>> START
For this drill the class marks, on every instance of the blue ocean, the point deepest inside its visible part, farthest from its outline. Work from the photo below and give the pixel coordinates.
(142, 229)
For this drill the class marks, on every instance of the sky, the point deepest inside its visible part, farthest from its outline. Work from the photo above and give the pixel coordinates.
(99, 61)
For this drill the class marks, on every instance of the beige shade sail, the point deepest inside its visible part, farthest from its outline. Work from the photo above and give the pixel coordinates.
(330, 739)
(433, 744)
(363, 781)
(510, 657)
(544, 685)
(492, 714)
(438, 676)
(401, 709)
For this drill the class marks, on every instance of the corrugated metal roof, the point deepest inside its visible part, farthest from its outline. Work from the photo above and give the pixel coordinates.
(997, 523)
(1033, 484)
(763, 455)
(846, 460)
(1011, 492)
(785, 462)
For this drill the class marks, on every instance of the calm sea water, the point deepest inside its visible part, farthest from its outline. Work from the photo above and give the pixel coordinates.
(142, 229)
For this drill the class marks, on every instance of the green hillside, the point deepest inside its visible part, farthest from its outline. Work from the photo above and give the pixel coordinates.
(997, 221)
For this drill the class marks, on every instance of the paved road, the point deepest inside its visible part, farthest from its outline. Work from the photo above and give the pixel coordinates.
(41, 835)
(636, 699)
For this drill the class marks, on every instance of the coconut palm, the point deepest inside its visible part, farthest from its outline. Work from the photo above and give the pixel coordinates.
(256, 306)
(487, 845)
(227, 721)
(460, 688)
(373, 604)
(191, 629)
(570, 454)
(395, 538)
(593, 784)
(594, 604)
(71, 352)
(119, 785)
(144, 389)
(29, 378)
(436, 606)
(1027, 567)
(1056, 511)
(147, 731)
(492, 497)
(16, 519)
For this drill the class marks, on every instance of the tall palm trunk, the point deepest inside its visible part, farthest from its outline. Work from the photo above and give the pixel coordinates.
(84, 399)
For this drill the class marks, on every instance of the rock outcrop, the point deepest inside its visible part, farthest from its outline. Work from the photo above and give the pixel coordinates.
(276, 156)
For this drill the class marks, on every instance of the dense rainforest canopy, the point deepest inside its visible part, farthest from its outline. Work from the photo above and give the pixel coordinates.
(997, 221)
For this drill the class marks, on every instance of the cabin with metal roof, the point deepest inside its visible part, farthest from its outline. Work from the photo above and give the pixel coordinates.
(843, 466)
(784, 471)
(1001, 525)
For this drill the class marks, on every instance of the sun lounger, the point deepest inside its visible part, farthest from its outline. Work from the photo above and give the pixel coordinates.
>> END
**Written task:** Retype all of the records above word for word, keeping every character unchanged.

**Correct answer:**
For this drill the class marks, on every instance of the blue ocean, the point deepest inside its visible part, farthest from its outline. Work from the photo below and give the pixel coordinates.
(142, 229)
For this drill the class marks, on every instance of the sky, the point deepest inside its visible part, farthest from its outline. Work from the photo above and give the pixel coordinates.
(99, 61)
For this drill the class marks, on every instance of the beige shade sail, the point deepest inside its visible part, farthest from its outline. Work from the photo above and give the pixel coordinates.
(330, 739)
(433, 744)
(363, 781)
(510, 657)
(544, 685)
(492, 714)
(438, 676)
(401, 709)
For this drill the class marks, on every instance of the corrugated metal roof, the point deepest inside its visible part, farthest from its outline. Work from the photo above and give the pixel coordinates.
(997, 523)
(1033, 484)
(763, 455)
(846, 460)
(1011, 492)
(785, 462)
For this drill the class marks, on every instance of the calm sea water, the point deepest inside its visible part, farthest from its outline. Work from the photo above and give the pixel coordinates.
(142, 229)
For this drill the class marks, on every instance of the green hillside, the point deepest inside its visible part, farthest from its outline. Work from the photo above and give the pixel coordinates.
(997, 221)
For this drill the class marks, on every instance of the paved road, the point deepest inside its visible part, farthest from its outline. Work from the photo above and give the pixel coordinates.
(41, 835)
(636, 699)
For this drill the class marks, on every instance of the coconut palm, the point deepest inside its visible part, farthest from its outline. Work from the photo above and give the pixel coordinates.
(256, 306)
(487, 845)
(227, 721)
(460, 688)
(373, 604)
(191, 629)
(570, 454)
(395, 538)
(593, 784)
(594, 604)
(71, 352)
(119, 785)
(144, 389)
(29, 378)
(436, 606)
(1027, 567)
(1056, 511)
(147, 731)
(492, 497)
(16, 519)
For this drill the class marks, on every instance of the tall palm trunk, the point deepest inside its visible part, farthest from its outline. Work from the photo above and give the pixel coordinates.
(84, 399)
For this drill the class marks, on every instance of the rock outcrop, the point deepest inside its visible part, farthest from its outline. Work from the photo above and give the pixel coordinates.
(276, 156)
For this drill the class marks, on every instance of the dense rainforest canopy, the point deepest inside its visible part, farthest from its outline. Work from the photo above and give the pixel coordinates.
(997, 221)
For this drill the class marks, on every instance of the cabin with metal roof, the point deepest inside its visible part, farthest from its outline. Work from the photo above and give the pixel coordinates.
(843, 466)
(784, 471)
(1001, 525)
For this drill the class marks, on every instance of the sun lounger, the point deepest inside its visible part, farthest from its outline. Work from the photo above and give the pixel coordinates.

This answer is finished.